Repeat the data exactly as it appears.

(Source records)
:::::

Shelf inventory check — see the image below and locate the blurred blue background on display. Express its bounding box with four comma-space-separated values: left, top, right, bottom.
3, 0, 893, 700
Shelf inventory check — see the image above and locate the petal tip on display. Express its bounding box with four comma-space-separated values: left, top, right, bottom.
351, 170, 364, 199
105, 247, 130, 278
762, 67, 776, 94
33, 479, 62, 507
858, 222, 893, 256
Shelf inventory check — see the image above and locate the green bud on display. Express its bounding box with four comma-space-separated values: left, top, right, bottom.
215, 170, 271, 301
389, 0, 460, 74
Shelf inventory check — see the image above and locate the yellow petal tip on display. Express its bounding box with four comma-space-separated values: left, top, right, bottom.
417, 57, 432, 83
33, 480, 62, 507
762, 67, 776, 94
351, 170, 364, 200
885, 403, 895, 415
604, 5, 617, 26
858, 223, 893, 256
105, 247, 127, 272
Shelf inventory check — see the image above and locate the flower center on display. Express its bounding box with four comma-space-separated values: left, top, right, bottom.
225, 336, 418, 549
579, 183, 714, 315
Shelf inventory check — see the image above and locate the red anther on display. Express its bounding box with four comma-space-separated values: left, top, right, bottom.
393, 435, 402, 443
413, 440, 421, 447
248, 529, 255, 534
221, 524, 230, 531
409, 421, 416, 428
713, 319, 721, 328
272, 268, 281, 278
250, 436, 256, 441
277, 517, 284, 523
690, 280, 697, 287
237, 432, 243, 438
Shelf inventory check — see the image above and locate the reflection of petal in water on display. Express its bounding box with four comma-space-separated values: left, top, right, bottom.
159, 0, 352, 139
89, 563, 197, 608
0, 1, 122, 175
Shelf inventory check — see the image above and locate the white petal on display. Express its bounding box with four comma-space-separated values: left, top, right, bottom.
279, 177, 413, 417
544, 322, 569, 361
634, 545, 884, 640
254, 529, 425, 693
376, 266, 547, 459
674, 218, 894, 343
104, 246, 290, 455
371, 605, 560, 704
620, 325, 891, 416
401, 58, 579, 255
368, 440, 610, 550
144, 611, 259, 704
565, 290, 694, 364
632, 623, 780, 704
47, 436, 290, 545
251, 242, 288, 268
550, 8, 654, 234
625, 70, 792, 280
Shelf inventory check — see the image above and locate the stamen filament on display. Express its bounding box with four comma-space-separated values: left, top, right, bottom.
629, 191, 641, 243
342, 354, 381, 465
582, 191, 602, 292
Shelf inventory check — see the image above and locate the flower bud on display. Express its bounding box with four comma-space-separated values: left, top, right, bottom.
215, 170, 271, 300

:::::

▶ [ANSWER BOX]
Shelf inventory check — see the image below and locate the blurred blue background on display. Express its bounding box with four comma-space-separated values: left, top, right, bottom.
3, 0, 893, 700
Shelf inventory check — see the image above and locate the petal tip on display. Express its bounding box with four comma-space-separated values: left, top, right, bottom.
351, 170, 364, 199
105, 247, 130, 278
762, 67, 776, 94
33, 479, 62, 507
858, 222, 893, 256
Shelf inventory check — see the image above and locate the green bud on display. Express its bounding box with four comma-space-separated values: left, top, right, bottom.
215, 170, 271, 301
389, 0, 460, 74
Shelf inventory check — see the image above and locate the yellow petal tip on display. Express its bounding box with four comma-space-separated values: left, top, right, bottom.
417, 57, 432, 83
33, 480, 62, 507
762, 67, 776, 94
351, 170, 364, 200
885, 403, 895, 415
604, 5, 617, 26
858, 223, 893, 256
105, 247, 127, 272
Shelf inventory check — see the image above and locate the flower center on display. Express its bounding box with four comma-space-separated values: left, top, right, bottom.
225, 336, 418, 549
579, 183, 714, 315
Shelf inventory check — see the image above and locate the red anther on display. Express its bounding box with four comma-space-separated values: left, top, right, bottom.
393, 435, 402, 443
413, 440, 421, 447
248, 529, 255, 534
221, 524, 230, 531
409, 421, 416, 428
713, 319, 721, 328
272, 268, 281, 278
250, 436, 256, 441
277, 517, 284, 523
690, 280, 697, 287
237, 432, 243, 438
Shelf inventory check — see the image above and locate the reflection of petal in water on display. Express its bounding box with four comma-space-separated values: left, top, right, bottom.
159, 0, 352, 139
89, 563, 197, 608
0, 1, 122, 175
Shelf inventory check — see the image above and locate the white petal on display. Express its bounding box with four comma-space-separated values: left, top, right, bottom.
279, 177, 413, 417
544, 322, 569, 361
634, 545, 884, 640
254, 529, 425, 693
376, 266, 547, 459
674, 218, 894, 343
104, 246, 290, 455
371, 605, 560, 704
620, 325, 891, 416
401, 58, 579, 255
368, 440, 610, 550
144, 611, 259, 704
565, 290, 694, 364
632, 623, 780, 704
47, 436, 290, 545
251, 242, 288, 268
550, 8, 654, 234
625, 70, 792, 280
Shelf inventory check — see the image above and locate the stamen filament on display. Express its bounding box with four comma-space-separated values: left, top, right, bottom.
629, 191, 641, 243
342, 354, 381, 465
582, 191, 602, 292
Shelf inventory check — see the image above and locate the flower bud on display. Express its bounding box with four comma-space-separated values: left, top, right, bottom.
215, 170, 271, 300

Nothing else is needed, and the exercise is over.